Count the lines below that contain the string "white", treating uppercase and lowercase as different, and give only the number.
>> Start INFORMATION PROVIDED
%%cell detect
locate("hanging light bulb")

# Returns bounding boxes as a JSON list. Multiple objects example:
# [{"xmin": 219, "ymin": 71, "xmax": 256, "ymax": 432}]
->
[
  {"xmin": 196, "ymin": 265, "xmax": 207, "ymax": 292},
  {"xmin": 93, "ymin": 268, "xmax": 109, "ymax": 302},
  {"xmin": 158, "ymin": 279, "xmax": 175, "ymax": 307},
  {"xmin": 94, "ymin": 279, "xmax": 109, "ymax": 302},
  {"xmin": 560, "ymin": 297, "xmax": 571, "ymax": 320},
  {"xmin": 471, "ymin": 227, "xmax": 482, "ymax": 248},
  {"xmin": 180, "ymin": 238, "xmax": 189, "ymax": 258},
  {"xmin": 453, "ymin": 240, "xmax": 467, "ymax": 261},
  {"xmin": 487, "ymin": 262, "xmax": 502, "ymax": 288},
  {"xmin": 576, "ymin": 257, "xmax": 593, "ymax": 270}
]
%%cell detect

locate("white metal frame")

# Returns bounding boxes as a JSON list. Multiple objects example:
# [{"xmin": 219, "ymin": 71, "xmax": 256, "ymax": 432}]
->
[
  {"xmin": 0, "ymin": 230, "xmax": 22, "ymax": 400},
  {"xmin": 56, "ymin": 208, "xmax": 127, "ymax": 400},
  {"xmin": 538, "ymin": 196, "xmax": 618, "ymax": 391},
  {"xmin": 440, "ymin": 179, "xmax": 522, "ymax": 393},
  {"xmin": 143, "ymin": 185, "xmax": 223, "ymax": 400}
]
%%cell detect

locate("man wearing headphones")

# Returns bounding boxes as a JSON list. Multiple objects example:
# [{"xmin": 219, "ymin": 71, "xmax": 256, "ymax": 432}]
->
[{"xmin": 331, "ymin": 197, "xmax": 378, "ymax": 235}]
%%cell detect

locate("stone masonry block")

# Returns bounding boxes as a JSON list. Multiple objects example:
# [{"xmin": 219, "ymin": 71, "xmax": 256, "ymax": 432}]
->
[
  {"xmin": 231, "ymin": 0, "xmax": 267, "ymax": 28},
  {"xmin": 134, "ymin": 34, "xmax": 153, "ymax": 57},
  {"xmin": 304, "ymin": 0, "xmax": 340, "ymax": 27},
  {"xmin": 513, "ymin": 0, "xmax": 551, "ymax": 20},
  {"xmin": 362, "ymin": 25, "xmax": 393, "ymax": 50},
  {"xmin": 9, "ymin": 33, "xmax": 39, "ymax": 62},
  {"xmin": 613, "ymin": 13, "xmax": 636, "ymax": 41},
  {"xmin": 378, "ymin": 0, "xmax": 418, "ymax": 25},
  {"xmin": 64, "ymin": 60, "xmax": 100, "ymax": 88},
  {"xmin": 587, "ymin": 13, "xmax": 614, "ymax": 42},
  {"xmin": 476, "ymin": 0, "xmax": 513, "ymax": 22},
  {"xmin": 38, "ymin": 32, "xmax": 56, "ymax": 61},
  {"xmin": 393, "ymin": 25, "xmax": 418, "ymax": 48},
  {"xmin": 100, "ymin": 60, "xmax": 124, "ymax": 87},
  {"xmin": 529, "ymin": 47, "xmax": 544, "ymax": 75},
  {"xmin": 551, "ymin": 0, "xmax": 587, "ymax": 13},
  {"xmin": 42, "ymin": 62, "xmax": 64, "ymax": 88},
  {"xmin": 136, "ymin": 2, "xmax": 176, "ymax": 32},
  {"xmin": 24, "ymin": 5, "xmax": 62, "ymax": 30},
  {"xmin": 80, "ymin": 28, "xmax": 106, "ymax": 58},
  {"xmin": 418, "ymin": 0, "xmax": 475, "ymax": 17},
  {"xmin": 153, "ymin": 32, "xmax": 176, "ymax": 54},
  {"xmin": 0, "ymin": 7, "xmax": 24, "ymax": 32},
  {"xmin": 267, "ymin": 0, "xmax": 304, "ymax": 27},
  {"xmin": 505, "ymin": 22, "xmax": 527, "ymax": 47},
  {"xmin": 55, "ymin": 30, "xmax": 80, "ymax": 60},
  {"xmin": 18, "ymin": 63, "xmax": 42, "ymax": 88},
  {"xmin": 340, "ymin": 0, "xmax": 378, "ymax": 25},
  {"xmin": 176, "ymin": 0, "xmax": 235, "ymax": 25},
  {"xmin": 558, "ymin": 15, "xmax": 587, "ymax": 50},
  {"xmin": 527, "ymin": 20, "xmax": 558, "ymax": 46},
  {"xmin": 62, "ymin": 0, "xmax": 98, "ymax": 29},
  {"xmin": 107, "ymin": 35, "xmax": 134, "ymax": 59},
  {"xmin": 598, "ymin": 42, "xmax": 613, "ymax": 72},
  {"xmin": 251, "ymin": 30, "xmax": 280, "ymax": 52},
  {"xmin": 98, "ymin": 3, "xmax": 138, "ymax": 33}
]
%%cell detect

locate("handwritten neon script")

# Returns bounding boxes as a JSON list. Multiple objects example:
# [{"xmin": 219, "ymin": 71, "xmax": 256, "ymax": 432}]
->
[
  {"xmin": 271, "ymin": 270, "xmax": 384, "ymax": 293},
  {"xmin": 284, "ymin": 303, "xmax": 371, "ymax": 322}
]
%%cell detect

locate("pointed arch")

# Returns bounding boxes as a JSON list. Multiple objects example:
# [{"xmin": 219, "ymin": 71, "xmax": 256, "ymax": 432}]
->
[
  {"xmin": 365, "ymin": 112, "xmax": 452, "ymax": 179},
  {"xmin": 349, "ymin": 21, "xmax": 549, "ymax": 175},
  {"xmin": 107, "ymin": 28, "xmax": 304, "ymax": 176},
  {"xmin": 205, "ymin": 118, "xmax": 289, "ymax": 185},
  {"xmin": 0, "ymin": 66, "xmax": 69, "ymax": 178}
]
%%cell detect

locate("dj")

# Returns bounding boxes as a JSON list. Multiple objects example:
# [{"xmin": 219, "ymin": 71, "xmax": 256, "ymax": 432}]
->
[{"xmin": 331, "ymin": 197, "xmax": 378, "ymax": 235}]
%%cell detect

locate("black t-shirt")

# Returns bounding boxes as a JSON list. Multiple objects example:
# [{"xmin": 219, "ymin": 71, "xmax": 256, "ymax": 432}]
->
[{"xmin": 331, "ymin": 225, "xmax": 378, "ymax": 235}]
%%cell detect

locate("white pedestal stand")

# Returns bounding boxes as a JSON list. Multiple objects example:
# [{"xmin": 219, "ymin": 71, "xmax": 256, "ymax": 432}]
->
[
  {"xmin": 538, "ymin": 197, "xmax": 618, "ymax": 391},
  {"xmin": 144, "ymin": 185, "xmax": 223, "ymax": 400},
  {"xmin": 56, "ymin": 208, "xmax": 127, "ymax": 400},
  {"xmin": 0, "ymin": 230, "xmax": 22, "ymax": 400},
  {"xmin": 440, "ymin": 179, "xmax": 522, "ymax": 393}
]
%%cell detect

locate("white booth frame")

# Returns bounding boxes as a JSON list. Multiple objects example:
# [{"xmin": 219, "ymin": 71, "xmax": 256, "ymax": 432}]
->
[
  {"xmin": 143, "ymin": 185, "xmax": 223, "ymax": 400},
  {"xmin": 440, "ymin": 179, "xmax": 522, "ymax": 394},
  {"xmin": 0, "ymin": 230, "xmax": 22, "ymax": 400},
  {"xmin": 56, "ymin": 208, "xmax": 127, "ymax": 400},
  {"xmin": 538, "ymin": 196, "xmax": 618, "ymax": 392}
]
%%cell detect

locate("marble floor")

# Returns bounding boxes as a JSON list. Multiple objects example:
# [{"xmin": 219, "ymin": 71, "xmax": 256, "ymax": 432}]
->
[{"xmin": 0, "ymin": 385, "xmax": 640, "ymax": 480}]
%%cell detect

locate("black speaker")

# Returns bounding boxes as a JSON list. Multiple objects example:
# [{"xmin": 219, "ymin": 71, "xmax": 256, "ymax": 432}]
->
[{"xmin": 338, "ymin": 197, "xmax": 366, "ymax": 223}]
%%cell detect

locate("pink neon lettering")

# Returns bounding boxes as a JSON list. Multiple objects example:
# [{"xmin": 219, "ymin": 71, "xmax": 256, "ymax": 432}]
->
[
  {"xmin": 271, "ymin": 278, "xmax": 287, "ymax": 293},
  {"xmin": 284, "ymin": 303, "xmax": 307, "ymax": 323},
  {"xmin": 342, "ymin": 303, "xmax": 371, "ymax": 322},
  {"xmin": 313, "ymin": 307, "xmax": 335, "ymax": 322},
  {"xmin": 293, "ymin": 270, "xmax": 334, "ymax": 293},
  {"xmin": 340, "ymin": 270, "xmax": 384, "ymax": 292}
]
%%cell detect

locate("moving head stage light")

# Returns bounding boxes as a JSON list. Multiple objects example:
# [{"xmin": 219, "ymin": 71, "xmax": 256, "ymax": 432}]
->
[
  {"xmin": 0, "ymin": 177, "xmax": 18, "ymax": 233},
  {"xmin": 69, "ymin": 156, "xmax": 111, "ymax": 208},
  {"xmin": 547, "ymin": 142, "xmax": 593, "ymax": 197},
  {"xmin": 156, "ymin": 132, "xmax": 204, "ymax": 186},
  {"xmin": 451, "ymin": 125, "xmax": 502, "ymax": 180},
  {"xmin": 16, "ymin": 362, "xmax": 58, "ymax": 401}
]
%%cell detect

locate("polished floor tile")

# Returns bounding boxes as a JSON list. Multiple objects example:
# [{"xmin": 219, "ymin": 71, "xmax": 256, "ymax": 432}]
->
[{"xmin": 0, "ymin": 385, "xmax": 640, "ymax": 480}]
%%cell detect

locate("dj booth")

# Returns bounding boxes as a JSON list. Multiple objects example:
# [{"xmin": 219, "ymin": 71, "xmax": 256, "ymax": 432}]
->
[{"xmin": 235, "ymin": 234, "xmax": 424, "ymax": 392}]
>> End INFORMATION PROVIDED
(CORRECT RESPONSE)
3